• **Il compito**
Ricopia parola per parola il brano dell'articolo sull'ingiusta detenzione, tutto da "Ammessa dunque la" fino a "l'art. 645 c.p.p.".

• **Estratto della fonte**

# # # # #

L'istanza di riparazione per ingiusta detenzione può essere trasmessa via PEC?

Redazione scientifica
02 Marzo 2023

La Cassazione analizza il caso della proposizione dell'istanza di riparazione per ingiusta detenzione presentata a mezzo PEC, anche alla luce della disciplina emergenziale COVID, valutando inoltre le conseguenze della mancata sottoscrizione dell'istanza medesima.

Un uomo, indagato per reati di droga ma successivamente assolto con sentenza irrevocabile, chiedeva l'indennizzo per l'ingiusta detenzione subita. L'istanza veniva però dichiarata inammissibile dalla Corte d'Appello perché presentata a mezzo PEC senza firma digitale del procuratore speciale. L'uomo ha dunque proposto ricorso in Cassazione sottolineando che la difesa, su richiesta della cancelleria essendo i documenti inviati digitalmente illeggibili, aveva depositato la medesima istanza e la procura in forma cartacea con sottoscrizione del difensore e procuratore speciale. In relazione a tale deposito cartaceo era stato formulato un nuovo fascicolo del quale la Corte aveva rilevato la tardività. Inoltre, sempre secondo la Corte territoriale, la documentazione integrativa cartacea non avrebbe comunque potuto sanare la nullità dell'istanza telematica priva di sottoscrizione.

Con riguardo alla questione dell'ammissibilità dell'istanza di riparazione per ingiusta detenzione a mezzo PEC, il Collegio ricorda che la giurisprudenza ha negato tale possibilità trattandosi di istanza che deve essere proposta secondo le forme del codice di rito (v. Cass. pen. sez. IV n. 39765 del 2019). La successiva introduzione della normativa emergenziale dovuta alla pandemia COVID-19 ha però ammesso la possibilità per le parti private di depositare atti del procedimento penale a mezzo PEC e dunque, anche l'istanza per ingiusta detenzione.

Ammessa dunque la possibilità di presentare l'istanza suddetta via PEC, occorre valutare le conseguenze della mancanza della sottoscrizione, nonostante l'allegata procura speciale.

L'art. 315 c.p.p. nel disciplinare il procedimento in oggetto richiama le norme sulla riparazione dell'errore giudiziario e in particolare l'art. 645 c.p.p.
Ne discende che l'istanza deve essere presentata dalla parte personalmente o dal procuratore speciale ex art. 122 c.p.p., non potendo provvedervi il difensore in possesso del mero mandato di rappresentanza e difesa in giudizio (v. Cass. pen. sez. IV n. 7372 del 2014). La riferibilità certa dell'atto all'interessato è dunque un requisito imprescindibile per l'ammissibilità dell'istanza: in difetto di sottoscrizione, tale certa riferibilità può trarsi dalla procura speciale ritualmente sottoscritta e contenuta nell'atto stesso come corpo unico o, ancora, dall'attestazione di diritto deposito da parte del proponente.

Anche tali principi devono però essere letti alla luce della disciplina emergenziale. L'art. 24, commi 6-bis e 6-sexies, d.l. n. 137/2020 prevede la sottoscrizione come requisito previsto a pena di inammissibilità solo per gli atti di impugnazione, comunque denominati, ma l'istanza in oggetto non ha natura impugnatoria e dunque la sottoscrizione non appare essere requisito indispensabile ai fini dell'ammissibilità dell'istanza depositata via PEC. Correttamente inoltre la difesa afferma che la riferibilità dell'atto si sarebbe dovuta desumere dalla procura speciale allegata all'istanza.

In altre occasioni (Cass. pen. sez. II n. 46159 del 2013 e Cass. pen. sez. IV n. 40293 del 2008) la giurisprudenza ha infatti ritenuto valida la procura speciale pur non rispondente a tutti i canoni di cui all'art. 122 c.p.p. a condizione che fosse comunque riscontrabile un chiaro collegamento con la domanda proposta, condizione soddisfatta nella vicenda in esame.

In conclusione, la Corte annulla senza rinvio l'ordinanza impugnata e dispone la trasmissione degli atti alla Corte d'Appello.

# # # # #

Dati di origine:
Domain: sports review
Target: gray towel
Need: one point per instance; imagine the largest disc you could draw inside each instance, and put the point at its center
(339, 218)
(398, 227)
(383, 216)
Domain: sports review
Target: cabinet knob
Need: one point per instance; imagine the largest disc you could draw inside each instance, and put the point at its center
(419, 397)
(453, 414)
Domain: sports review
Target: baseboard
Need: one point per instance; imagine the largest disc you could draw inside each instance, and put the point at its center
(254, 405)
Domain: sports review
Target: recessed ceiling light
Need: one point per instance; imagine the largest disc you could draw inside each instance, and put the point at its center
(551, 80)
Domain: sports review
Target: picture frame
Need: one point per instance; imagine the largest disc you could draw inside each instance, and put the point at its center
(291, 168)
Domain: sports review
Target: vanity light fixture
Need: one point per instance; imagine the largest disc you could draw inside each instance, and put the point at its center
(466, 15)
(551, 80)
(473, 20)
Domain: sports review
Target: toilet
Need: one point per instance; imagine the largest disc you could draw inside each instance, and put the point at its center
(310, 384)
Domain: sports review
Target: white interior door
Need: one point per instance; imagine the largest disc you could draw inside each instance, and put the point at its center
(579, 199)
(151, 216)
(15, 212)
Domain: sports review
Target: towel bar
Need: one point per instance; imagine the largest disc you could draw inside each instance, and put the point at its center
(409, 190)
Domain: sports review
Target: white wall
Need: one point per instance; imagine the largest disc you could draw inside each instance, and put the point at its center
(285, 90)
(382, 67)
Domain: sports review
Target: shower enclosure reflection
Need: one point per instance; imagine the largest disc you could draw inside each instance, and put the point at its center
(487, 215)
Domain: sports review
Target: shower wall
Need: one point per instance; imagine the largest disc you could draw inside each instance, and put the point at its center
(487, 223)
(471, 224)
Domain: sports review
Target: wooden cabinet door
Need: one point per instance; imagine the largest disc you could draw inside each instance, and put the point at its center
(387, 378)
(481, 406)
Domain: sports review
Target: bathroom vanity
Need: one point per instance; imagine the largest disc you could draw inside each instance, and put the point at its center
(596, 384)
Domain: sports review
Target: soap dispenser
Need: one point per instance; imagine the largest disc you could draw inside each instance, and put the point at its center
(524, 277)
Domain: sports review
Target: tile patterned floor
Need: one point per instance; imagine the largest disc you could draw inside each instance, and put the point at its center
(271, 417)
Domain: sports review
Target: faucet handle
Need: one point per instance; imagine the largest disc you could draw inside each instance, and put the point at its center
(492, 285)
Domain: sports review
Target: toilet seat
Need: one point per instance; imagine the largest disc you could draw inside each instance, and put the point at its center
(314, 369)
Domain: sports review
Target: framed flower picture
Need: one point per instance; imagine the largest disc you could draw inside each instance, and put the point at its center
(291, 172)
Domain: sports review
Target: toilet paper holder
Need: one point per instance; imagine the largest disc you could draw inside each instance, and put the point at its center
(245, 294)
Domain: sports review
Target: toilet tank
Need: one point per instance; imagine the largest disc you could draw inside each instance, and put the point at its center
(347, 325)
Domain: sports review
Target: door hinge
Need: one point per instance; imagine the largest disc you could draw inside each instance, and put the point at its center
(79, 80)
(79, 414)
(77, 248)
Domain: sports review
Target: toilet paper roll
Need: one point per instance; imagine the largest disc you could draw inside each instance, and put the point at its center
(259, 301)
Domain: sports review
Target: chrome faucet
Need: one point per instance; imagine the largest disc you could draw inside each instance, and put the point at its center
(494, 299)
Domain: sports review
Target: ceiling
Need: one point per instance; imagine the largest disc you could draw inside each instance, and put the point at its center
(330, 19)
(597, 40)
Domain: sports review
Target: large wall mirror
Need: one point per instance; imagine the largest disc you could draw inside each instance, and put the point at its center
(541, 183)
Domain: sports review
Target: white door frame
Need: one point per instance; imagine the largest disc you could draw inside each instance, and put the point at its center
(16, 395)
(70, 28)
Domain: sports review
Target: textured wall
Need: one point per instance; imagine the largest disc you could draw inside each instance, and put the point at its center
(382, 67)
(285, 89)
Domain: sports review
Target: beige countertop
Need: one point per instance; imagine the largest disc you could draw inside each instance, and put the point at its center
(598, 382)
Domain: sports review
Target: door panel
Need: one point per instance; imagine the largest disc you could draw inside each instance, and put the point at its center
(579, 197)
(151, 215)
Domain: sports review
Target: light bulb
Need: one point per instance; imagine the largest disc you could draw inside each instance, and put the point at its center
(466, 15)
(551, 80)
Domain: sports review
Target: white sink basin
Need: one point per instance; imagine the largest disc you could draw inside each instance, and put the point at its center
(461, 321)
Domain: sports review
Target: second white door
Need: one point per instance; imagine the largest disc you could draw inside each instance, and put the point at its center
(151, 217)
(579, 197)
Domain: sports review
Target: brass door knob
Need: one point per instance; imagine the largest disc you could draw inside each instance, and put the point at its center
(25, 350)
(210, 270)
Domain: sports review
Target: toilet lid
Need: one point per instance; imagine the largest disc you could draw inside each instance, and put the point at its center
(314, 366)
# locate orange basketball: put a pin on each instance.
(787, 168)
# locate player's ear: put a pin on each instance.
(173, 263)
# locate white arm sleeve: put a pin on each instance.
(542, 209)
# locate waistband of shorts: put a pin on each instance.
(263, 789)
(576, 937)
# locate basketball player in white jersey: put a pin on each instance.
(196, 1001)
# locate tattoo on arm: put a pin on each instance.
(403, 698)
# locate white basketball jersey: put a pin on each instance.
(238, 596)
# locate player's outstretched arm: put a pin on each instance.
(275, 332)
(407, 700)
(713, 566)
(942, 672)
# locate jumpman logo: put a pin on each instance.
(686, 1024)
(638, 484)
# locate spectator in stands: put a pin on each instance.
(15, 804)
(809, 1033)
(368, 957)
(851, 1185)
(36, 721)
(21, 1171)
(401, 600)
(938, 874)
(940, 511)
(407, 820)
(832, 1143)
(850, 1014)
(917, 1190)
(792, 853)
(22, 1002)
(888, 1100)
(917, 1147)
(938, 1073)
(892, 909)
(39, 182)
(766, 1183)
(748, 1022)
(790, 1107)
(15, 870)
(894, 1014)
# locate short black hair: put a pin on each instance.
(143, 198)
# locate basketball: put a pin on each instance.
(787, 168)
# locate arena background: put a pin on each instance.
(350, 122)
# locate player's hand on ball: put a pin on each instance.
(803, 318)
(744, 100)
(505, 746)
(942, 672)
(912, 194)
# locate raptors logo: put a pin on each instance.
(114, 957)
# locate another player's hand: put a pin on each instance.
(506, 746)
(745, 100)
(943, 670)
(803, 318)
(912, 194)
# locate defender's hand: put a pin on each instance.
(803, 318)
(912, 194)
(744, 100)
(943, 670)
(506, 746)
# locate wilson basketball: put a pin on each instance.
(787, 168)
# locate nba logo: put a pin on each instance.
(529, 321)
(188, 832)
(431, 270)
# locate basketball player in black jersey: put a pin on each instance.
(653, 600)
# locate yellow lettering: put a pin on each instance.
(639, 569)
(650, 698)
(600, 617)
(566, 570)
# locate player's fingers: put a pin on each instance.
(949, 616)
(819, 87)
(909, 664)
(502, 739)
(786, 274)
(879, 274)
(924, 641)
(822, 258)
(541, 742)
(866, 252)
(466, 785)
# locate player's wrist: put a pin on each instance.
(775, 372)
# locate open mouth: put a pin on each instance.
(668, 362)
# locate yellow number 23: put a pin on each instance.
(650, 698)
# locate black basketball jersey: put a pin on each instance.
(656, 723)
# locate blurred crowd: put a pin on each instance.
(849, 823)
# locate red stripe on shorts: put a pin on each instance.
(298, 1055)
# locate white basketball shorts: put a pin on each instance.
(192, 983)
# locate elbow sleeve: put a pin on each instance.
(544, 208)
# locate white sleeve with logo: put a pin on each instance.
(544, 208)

# # # # #

• **Risultato dell'esercizio**
Ammessa dunque la possibilità di presentare l'istanza suddetta via PEC, occorre valutare le conseguenze della mancanza della sottoscrizione, nonostante l'allegata procura speciale.

L'art. 315 c.p.p. nel disciplinare il procedimento in oggetto richiama le norme sulla riparazione dell'errore giudiziario e in particolare l'art. 645 c.p.p.